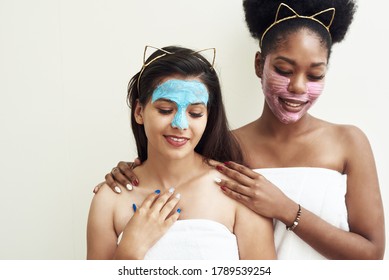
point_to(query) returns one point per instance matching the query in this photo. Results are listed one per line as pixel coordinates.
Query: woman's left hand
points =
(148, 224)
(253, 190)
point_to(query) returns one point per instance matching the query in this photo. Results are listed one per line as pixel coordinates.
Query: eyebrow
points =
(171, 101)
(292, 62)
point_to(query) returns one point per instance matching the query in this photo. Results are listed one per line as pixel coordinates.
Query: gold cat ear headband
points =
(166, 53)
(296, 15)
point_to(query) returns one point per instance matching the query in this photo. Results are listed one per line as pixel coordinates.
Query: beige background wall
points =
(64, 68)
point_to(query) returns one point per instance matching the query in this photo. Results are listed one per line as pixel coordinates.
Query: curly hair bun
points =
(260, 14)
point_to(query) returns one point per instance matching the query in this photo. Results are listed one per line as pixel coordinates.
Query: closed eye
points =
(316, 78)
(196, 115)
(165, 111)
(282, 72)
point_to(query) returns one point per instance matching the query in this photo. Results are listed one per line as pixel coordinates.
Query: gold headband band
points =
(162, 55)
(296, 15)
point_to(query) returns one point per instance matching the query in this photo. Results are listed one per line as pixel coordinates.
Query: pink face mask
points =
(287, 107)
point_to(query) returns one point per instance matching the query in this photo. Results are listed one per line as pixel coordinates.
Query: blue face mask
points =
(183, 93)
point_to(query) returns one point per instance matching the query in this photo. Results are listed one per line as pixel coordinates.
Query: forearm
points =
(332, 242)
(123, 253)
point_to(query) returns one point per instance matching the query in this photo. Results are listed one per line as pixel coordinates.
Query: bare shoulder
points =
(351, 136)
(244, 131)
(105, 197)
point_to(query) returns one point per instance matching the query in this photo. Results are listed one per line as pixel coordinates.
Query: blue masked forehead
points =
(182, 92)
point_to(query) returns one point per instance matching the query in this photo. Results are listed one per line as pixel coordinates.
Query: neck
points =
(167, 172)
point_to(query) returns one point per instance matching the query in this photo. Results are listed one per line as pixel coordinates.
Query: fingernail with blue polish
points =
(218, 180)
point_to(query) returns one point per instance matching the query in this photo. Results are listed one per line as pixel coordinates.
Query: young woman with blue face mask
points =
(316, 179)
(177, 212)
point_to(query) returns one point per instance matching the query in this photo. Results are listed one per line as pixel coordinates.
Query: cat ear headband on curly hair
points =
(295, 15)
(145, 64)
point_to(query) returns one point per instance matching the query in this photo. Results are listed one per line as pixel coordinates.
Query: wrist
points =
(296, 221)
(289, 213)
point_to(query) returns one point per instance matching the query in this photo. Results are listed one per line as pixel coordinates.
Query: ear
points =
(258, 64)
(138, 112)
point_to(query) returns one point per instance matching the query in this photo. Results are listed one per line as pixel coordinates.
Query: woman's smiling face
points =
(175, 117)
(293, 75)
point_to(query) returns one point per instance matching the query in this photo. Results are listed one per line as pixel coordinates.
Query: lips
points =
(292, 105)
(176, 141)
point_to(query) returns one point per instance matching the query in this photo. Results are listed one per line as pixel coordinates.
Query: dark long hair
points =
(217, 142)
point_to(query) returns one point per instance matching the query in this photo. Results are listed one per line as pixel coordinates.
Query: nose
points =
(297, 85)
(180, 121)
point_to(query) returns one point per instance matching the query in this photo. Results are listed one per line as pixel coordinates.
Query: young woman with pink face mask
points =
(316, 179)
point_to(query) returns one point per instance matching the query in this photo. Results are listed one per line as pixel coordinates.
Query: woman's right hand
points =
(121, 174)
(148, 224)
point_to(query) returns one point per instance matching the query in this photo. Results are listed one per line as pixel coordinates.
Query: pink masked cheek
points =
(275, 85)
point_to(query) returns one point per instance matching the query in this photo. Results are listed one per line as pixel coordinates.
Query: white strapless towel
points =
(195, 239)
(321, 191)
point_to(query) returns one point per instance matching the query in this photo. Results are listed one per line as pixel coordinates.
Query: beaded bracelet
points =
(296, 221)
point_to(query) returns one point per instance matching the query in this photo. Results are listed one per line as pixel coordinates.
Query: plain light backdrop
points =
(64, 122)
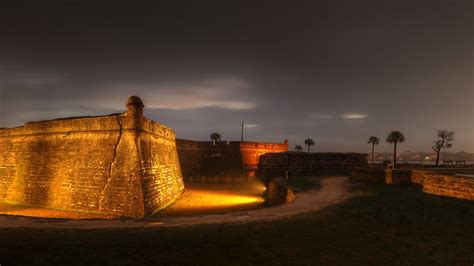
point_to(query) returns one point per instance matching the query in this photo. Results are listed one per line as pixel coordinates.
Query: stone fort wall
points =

☆ ☆ ☆ ☆ ☆

Write out every line in the data that holds the string "curly".

Query: curly hair bun
Query: cat ear headband on curly hair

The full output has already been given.